» **VORGEGEBENER TEXT**
========
Ziel aller Bemühungen muss es deshalb sein, Rahmenbedingungen zu schaffen, mit denen wir die Land- und Ernährungswirtschaft resilient, krisenfest machen. Darüber hinaus liegt unser Augenmerk auch auf der Stabilisierung der Strukturen in den ländlichen Räumen. Denn in ganz Europa sind es vorrangig die ländlichen Räume, in denen unsere Lebensmittel produziert werden.

Prioritäten während der Ratspräsidentschaft

Anrede,

Wie sehen unsere Schwerpunkte in den kommenden sechs Monaten aus?

Wir werden uns vorrangig der Dossiers annehmen, die bis Ende 2020 behandelt werden müssen und hohe politische Priorität haben:

  • Das sind unter anderem die GAP-Übergangsregelungen für 2021 und 2022 sowie
  • vor allem die Weiterentwicklung der GAP für die Zeit nach 2020

Nicht in Zuständigkeit des AGRI-Ausschusses, aber im Agrar- und Fischereirat dennoch wichtig:

  • die Festlegung der Fischereiquoten für 2021,
  • die Verhandlungen zum Europäischen Meeres-, Fischerei- und Aquakulturfonds sowie
  • die Änderung der EMFF-Verordnung zur endgültigen Stilllegung bei bestimmten Fischereien in der Ostsee.
========
Einträge des Datensatzes:
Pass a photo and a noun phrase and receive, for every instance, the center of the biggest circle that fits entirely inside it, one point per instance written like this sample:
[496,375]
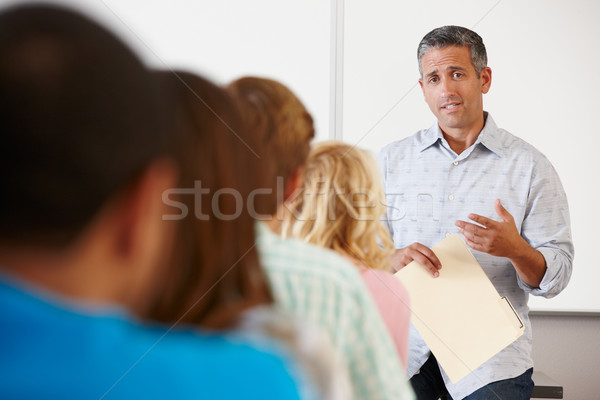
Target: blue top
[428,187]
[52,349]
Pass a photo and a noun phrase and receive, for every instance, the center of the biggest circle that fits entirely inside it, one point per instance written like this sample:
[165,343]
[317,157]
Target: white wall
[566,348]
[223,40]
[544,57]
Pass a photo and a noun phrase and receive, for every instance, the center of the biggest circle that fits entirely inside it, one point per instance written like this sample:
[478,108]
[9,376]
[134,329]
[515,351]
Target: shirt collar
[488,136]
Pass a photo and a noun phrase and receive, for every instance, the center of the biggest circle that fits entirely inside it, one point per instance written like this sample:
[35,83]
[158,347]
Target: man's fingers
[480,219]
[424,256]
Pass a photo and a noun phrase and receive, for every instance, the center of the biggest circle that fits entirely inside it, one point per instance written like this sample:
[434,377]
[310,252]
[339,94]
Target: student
========
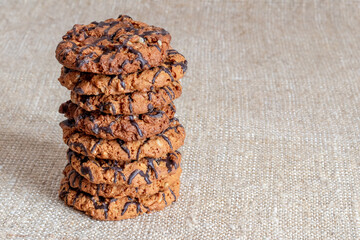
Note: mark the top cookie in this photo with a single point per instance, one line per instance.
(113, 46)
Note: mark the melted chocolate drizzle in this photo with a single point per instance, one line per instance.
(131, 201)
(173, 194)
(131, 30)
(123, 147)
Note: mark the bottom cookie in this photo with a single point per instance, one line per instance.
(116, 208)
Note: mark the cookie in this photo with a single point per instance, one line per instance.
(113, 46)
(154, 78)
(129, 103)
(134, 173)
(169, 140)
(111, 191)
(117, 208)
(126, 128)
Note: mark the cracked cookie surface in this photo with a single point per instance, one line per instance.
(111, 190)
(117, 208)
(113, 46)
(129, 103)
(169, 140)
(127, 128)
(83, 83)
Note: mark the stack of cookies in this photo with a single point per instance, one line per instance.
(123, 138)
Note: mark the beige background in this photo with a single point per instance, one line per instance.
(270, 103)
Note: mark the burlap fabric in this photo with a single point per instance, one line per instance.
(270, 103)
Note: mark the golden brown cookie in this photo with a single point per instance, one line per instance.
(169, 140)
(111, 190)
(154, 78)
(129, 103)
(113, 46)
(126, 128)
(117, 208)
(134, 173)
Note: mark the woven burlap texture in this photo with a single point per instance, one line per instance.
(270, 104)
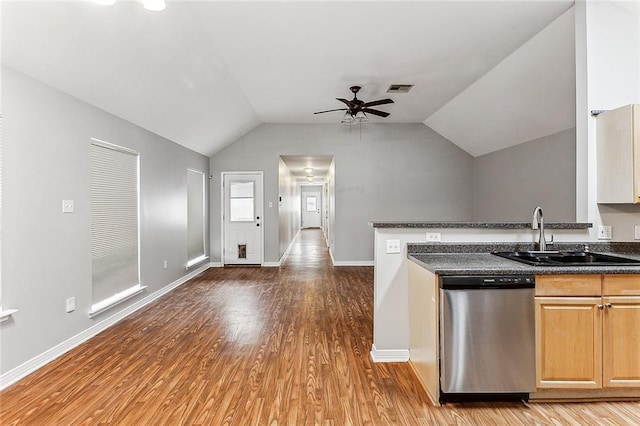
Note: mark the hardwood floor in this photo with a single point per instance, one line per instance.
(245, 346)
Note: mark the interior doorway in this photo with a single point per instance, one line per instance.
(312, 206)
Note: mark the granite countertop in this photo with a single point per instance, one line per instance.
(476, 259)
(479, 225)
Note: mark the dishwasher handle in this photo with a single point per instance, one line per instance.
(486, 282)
========
» **AUFGABE**
Schreibe den Abschnitt aus dem Text zur Ratspräsidentschaft, beginnend bei „Wir werden uns“ und endend bei „in der Ostsee.“, noch einmal ab und ändere dabei „Ostsee“ in „Nordsee“.

» **DEINE ANTWORT**
Wir werden uns vorrangig der Dossiers annehmen, die bis Ende 2020 behandelt werden müssen und hohe politische Priorität haben:

  • Das sind unter anderem die GAP-Übergangsregelungen für 2021 und 2022 sowie
  • vor allem die Weiterentwicklung der GAP für die Zeit nach 2020

Nicht in Zuständigkeit des AGRI-Ausschusses, aber im Agrar- und Fischereirat dennoch wichtig:

  • die Festlegung der Fischereiquoten für 2021,
  • die Verhandlungen zum Europäischen Meeres-, Fischerei- und Aquakulturfonds sowie
  • die Änderung der EMFF-Verordnung zur endgültigen Stilllegung bei bestimmten Fischereien in der Nordsee.